## TASK PROMPT
Give the stretch of the listing from the line that contains "of the eyeglasses" through the line that contains "of the chalk", both included, as a JSON list of strings with one string per line and blank lines left out.

## EXTRACTED INFORMATION
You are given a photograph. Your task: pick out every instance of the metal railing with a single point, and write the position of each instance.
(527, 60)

...

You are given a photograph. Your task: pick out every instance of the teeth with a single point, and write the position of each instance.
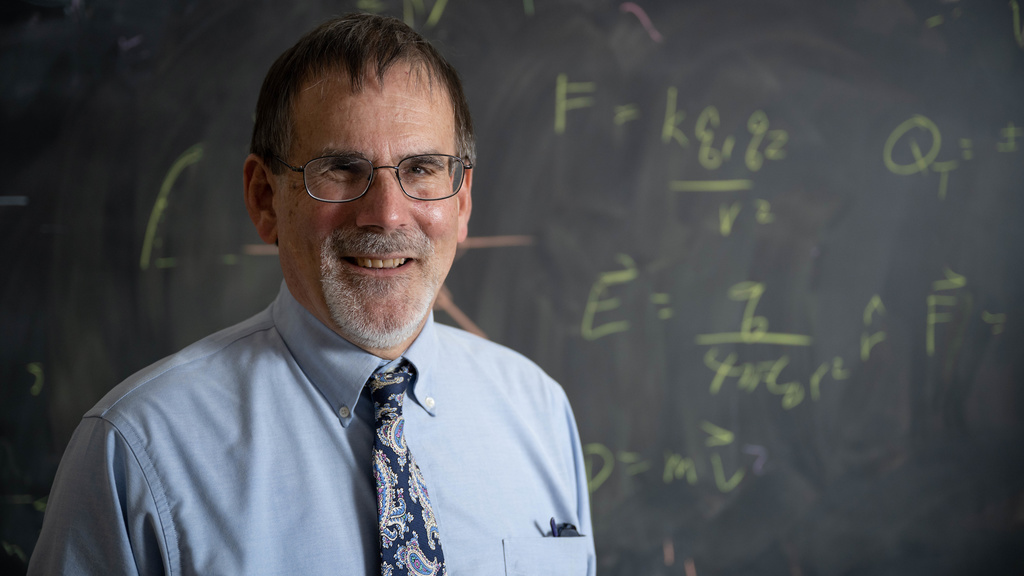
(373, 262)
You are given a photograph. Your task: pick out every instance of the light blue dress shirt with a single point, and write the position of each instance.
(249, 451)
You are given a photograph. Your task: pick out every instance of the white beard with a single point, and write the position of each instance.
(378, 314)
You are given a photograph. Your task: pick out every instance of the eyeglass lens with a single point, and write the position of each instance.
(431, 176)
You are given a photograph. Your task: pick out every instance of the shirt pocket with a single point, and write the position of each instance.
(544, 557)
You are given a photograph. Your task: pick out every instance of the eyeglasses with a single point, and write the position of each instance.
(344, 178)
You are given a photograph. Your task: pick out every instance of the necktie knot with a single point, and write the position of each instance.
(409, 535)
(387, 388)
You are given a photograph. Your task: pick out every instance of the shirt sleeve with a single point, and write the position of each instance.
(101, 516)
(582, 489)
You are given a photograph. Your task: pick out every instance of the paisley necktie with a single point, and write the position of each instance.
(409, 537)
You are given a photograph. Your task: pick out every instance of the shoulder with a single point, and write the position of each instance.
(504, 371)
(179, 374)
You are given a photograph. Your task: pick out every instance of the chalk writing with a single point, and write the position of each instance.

## FINISHED TASK
[
  "You are given a photograph. Your task: pick out every instance of the eyeglasses with a single point, and write the position of each instance.",
  "(344, 178)",
  "You are given a photograph. Your task: pick out every instance of the necktie knot with a single point, and write the position of each instance.",
  "(409, 535)",
  "(387, 388)",
  "You are given a photograph. Your task: pick out every instance of the shirt sleeve with a single point, and write the position of each instance.",
  "(101, 516)",
  "(582, 489)",
  "You are given a photograph. Your task: pick out every instance of the paisley necktie with a single point, and write the position of each instance.",
  "(409, 537)",
  "You are given a photograph. Your task: pick out every instance of the shoulder with a single point, and write the position of each instance.",
  "(504, 371)",
  "(179, 374)",
  "You are given a photograph. Your task: pick out every instance of the chalk writing with a single point, and write the position of each instance."
]